**** Records supplied
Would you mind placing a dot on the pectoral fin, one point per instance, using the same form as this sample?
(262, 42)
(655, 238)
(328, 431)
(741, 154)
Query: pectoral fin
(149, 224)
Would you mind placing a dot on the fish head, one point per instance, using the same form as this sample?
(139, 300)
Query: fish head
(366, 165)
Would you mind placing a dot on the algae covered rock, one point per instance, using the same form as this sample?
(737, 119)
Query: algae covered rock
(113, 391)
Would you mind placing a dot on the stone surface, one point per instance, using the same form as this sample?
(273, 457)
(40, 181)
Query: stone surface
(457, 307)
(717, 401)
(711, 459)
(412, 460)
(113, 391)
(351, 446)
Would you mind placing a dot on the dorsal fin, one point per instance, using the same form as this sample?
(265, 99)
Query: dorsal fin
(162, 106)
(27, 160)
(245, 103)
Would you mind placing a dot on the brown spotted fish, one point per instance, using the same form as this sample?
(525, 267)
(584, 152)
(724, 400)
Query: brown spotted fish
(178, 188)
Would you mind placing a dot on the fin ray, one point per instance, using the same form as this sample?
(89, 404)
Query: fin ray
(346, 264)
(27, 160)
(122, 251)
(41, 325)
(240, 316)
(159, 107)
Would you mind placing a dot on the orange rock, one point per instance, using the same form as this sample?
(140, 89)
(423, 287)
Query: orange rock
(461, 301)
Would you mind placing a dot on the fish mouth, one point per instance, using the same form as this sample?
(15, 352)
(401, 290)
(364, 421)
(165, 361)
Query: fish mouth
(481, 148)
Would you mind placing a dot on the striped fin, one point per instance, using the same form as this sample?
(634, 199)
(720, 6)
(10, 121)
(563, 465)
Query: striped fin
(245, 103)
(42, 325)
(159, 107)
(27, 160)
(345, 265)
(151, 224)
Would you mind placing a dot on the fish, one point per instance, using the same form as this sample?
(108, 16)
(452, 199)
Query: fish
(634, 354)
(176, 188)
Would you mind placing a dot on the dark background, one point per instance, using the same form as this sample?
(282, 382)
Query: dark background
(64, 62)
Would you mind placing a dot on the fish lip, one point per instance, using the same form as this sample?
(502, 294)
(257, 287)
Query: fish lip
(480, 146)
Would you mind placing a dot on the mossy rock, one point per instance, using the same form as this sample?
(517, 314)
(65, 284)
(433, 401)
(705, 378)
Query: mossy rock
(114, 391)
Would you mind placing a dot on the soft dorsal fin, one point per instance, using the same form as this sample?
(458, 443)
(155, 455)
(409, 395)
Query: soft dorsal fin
********
Task prompt
Copy out each line of the records that holds the string "soft".

Answer space
Would you mind placing a dot on the soft dorsal fin, one point per instance, using the same form as this sample?
Query: soft dorsal fin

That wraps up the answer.